Work instructions ::
1. Reproduce, word for word, everything in the article about Cialis from "A 24-Hour Viagra?" down to "than Viagra can.".
2. In the article about Cialis, how long before sexual activity does Pfizer recommend men take Viagra?

Selected extract ::
-*-

A 24-Hour Viagra?

ByABC News

N E W   Y O R K, May 1, 2001 -- Viagra is a hard act to follow, but a new drug under development hopes to give the little blue pill some stiff competition.

Cialis, a drug being developed by Eli Lilly and Co. and Icos Corp., may be able to give men erections for 24 hours after they take the drug, or approximately 20 hours longer than Viagra can.

"Cialis has the potential to be a valuable new treatment option for men with ED [erectile dysfunction] and their partners," says Dr. Harin Padma-Nathan, a urologist with the University of Southern California and lead investigator of two studies testing the drug for the companies.

"A therapy that allows a man with ED to engage in intercourse within a 24-hour window permits the couple to regain spontaneity in their sexual relationship."

Viagra's manufacturer, Pfizer, Inc., recommends men take Viagra about one hour before engaging in sexual activity. The drug helps men get an erection if they are sexually excited in about 30 minutes, and it lasts up to four hours, the company says.

-*-

[Dataset entries]

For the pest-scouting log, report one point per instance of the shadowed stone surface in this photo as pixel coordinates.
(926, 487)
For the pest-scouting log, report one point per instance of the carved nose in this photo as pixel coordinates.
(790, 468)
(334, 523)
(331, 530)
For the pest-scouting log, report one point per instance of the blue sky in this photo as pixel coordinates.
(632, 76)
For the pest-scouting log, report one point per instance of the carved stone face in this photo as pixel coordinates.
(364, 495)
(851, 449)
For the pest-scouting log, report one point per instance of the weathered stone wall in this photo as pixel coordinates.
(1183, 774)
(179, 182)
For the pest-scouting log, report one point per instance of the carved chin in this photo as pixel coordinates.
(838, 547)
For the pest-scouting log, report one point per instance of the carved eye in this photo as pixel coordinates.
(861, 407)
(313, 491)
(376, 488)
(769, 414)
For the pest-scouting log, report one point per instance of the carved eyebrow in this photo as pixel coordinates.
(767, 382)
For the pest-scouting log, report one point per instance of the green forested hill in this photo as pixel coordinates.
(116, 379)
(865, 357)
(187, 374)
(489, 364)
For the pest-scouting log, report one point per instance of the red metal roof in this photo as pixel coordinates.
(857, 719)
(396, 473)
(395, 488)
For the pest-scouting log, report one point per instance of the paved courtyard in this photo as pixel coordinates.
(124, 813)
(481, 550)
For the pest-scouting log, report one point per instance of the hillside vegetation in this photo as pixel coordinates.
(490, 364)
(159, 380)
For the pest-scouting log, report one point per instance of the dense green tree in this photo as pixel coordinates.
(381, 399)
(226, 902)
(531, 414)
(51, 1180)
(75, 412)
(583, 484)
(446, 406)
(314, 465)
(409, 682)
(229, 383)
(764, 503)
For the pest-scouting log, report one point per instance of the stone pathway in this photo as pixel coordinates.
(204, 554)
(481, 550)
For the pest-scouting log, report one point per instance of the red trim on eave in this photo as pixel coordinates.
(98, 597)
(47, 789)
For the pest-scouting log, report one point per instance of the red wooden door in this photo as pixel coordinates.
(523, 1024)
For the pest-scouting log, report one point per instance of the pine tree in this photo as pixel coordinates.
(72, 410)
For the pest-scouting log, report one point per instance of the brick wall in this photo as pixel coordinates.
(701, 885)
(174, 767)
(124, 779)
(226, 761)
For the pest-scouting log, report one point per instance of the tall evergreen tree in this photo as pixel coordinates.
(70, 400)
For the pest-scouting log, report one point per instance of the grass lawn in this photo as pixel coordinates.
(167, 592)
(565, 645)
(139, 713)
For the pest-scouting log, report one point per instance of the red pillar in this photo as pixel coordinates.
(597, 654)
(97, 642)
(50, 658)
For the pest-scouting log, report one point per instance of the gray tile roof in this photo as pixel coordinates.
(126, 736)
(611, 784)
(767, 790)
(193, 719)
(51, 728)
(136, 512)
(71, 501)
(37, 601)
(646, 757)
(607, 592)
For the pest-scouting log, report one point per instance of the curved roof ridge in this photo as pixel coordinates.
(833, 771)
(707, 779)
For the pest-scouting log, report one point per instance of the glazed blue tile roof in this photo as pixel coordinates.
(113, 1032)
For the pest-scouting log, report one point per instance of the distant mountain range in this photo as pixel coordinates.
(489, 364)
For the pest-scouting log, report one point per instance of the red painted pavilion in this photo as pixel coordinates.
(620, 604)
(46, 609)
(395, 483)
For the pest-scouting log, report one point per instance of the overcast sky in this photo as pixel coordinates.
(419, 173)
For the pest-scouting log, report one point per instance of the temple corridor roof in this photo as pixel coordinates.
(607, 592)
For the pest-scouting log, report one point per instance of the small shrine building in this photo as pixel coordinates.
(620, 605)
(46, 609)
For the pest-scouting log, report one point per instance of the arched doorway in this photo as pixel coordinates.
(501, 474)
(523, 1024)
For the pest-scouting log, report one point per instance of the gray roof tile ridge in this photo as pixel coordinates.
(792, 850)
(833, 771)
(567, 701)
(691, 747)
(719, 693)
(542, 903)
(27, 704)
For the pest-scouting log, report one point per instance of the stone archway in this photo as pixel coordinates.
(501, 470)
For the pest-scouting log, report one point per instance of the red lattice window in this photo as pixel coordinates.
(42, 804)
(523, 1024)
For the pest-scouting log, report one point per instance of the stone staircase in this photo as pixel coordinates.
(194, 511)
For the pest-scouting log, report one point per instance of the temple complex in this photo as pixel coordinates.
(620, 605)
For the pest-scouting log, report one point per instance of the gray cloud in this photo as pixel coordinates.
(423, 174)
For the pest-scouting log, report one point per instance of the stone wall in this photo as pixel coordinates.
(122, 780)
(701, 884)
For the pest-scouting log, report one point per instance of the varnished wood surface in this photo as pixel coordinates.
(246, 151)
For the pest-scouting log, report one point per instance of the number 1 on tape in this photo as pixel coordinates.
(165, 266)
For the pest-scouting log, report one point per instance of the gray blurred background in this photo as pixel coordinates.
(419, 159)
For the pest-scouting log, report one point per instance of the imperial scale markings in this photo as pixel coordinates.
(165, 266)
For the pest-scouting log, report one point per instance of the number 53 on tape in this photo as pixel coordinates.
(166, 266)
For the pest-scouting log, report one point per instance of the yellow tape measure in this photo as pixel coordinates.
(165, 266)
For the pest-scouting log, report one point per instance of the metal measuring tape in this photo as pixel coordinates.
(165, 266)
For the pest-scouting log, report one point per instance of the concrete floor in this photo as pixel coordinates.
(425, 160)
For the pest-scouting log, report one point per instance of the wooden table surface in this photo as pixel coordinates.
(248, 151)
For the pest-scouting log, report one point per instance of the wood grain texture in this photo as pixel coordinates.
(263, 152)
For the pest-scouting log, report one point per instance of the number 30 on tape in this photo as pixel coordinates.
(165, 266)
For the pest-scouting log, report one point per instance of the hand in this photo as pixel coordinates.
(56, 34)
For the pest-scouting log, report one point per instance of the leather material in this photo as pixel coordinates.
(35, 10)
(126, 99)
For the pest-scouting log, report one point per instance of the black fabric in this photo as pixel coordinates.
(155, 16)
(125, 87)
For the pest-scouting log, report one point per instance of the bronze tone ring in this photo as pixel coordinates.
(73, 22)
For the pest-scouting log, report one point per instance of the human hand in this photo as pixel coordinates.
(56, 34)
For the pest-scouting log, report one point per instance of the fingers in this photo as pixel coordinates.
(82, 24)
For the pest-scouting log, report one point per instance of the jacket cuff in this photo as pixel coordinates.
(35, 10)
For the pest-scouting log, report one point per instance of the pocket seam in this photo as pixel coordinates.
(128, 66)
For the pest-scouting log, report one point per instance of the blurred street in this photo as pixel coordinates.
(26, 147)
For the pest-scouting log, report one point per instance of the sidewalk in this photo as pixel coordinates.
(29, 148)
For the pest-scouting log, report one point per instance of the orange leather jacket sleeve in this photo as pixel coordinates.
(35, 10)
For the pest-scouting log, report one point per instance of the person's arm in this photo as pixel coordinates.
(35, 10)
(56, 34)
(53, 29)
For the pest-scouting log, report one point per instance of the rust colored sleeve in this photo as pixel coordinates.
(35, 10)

-*-

Exercise answers ::
1.
A 24-Hour Viagra?

ByABC News

N E W   Y O R K, May 1, 2001 -- Viagra is a hard act to follow, but a new drug under development hopes to give the little blue pill some stiff competition.

Cialis, a drug being developed by Eli Lilly and Co. and Icos Corp., may be able to give men erections for 24 hours after they take the drug, or approximately 20 hours longer than Viagra can.

2. About one hour.